Exercise brief: Reproduce every item below verbatim, character for character, leaving out the pictures.

Data in this exercise:
============================================================
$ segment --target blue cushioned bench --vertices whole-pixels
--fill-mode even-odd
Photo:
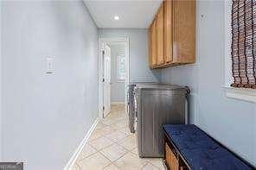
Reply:
[[[175,158],[166,158],[167,167],[198,170],[249,170],[254,169],[235,156],[205,132],[192,124],[163,125],[164,143],[170,147]],[[168,141],[168,142],[167,142]],[[165,149],[166,150],[166,149]],[[166,152],[164,153],[166,154]],[[167,155],[168,156],[168,155]],[[176,161],[177,165],[170,165]],[[166,162],[165,162],[166,163]],[[178,168],[181,169],[181,168]]]

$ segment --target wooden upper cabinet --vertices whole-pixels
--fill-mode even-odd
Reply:
[[[195,0],[163,1],[150,36],[151,68],[195,63]]]
[[[157,64],[164,64],[163,55],[163,3],[162,3],[157,14]]]
[[[173,61],[195,62],[195,1],[172,1]]]
[[[150,65],[157,66],[157,27],[156,22],[152,22],[150,28]]]
[[[164,1],[164,61],[172,61],[172,2]]]

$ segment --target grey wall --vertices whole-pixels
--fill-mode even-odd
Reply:
[[[157,81],[159,71],[149,68],[148,29],[99,29],[99,37],[128,37],[130,39],[130,81]]]
[[[191,123],[256,166],[256,104],[227,98],[221,88],[224,1],[197,1],[196,20],[196,63],[163,69],[162,82],[190,86]]]
[[[111,47],[111,102],[125,102],[125,81],[118,81],[117,79],[117,54],[125,54],[125,46],[112,44]]]
[[[98,116],[98,29],[81,1],[1,8],[3,161],[63,169]]]
[[[0,1],[0,26],[2,25],[2,1]],[[2,27],[0,27],[0,161],[2,161]]]

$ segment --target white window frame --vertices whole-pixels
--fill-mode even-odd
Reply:
[[[119,77],[118,77],[118,75],[119,75],[119,73],[118,73],[118,71],[119,71],[119,69],[118,69],[118,67],[119,67],[118,57],[119,56],[124,56],[125,60],[125,54],[118,54],[117,56],[116,56],[117,57],[117,80],[119,83],[123,83],[123,82],[125,82],[125,77],[126,77],[125,74],[126,74],[126,72],[125,72],[125,79],[120,79]],[[126,62],[126,61],[125,61],[125,62]]]
[[[234,82],[231,60],[231,10],[232,1],[225,1],[225,83],[223,89],[227,98],[256,103],[256,90],[248,88],[235,88],[230,85]]]

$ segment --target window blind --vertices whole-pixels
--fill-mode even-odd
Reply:
[[[233,87],[256,89],[256,0],[233,0]]]

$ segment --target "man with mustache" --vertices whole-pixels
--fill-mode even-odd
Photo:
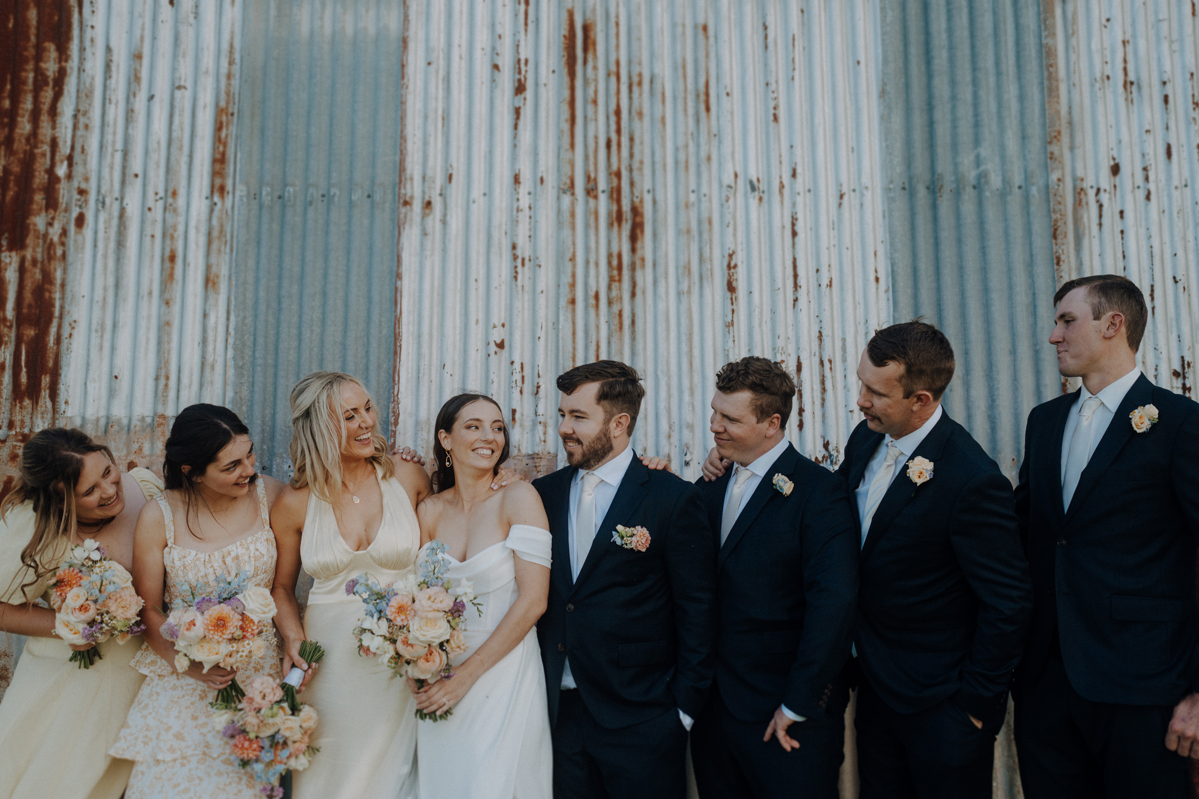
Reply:
[[[1199,405],[1137,368],[1149,309],[1132,280],[1070,280],[1054,307],[1058,369],[1081,387],[1029,413],[1016,490],[1034,589],[1024,795],[1182,799],[1199,757]]]
[[[554,537],[537,623],[560,799],[682,799],[712,682],[716,547],[695,486],[629,436],[645,389],[616,361],[558,379],[568,466],[534,480]]]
============================================================
Task response:
$ segment --target blue cushioned bench --vertices whole-pixels
--fill-mode even-odd
Photo:
Reply:
[[[175,158],[166,158],[167,167],[198,170],[249,170],[254,169],[235,156],[205,132],[192,124],[163,125],[164,143],[170,147]],[[168,141],[168,142],[167,142]],[[165,149],[166,150],[166,149]],[[166,152],[164,153],[166,154]],[[167,155],[168,156],[168,155]],[[176,161],[177,165],[170,165]],[[166,162],[165,162],[166,163]],[[178,168],[181,169],[181,168]]]

$ segment --target wooden upper cabinet --vertices whole-pixels
--fill-mode even-odd
Reply:
[[[195,0],[163,1],[150,36],[151,68],[195,63]]]
[[[157,64],[164,64],[163,55],[163,3],[162,3],[157,14]]]
[[[173,61],[195,62],[195,1],[172,1]]]
[[[150,65],[157,66],[157,27],[156,22],[152,22],[150,28]]]
[[[164,1],[164,61],[172,61],[172,2]]]

$ segment --target grey wall --vertices whole-pixels
--fill-mode even-odd
Reply:
[[[157,81],[159,71],[149,68],[148,29],[99,29],[99,37],[128,37],[130,39],[130,81]]]
[[[191,123],[256,166],[256,104],[227,98],[221,88],[224,1],[197,1],[196,20],[196,63],[163,69],[162,82],[190,86]]]
[[[111,47],[111,102],[125,102],[125,81],[118,81],[117,79],[117,54],[125,54],[125,46],[112,44]]]
[[[98,116],[98,29],[81,1],[1,8],[3,161],[63,169]]]
[[[0,1],[0,26],[2,25],[2,1]],[[2,27],[0,27],[0,161],[2,161]]]

$ segment --target white window frame --vertices whole-pixels
--fill-mode even-odd
Reply:
[[[119,77],[118,77],[118,75],[119,75],[119,73],[118,73],[118,71],[119,71],[119,69],[118,69],[118,67],[119,67],[118,57],[119,56],[124,56],[125,60],[125,54],[118,54],[117,56],[116,56],[117,57],[117,80],[119,83],[123,83],[123,82],[125,82],[125,77],[126,77],[125,74],[126,74],[126,72],[125,72],[125,79],[120,79]],[[126,62],[126,61],[125,61],[125,62]]]
[[[234,82],[231,60],[231,10],[232,1],[225,1],[225,83],[223,89],[227,98],[256,103],[256,90],[248,88],[235,88],[230,85]]]

$ segment --target window blind --vertices whole-pixels
--fill-mode even-odd
Reply:
[[[233,87],[256,89],[256,0],[233,0]]]

$ segment --target "man with mustache" --vertices whole-pixels
--fill-mode even-odd
Photo:
Reply:
[[[1199,405],[1137,368],[1149,309],[1132,280],[1070,280],[1054,307],[1058,369],[1081,387],[1029,413],[1016,490],[1034,589],[1024,795],[1182,799],[1199,757]]]
[[[554,537],[537,623],[560,799],[682,799],[712,682],[716,547],[695,486],[629,436],[645,389],[616,361],[558,379],[568,466],[534,480]]]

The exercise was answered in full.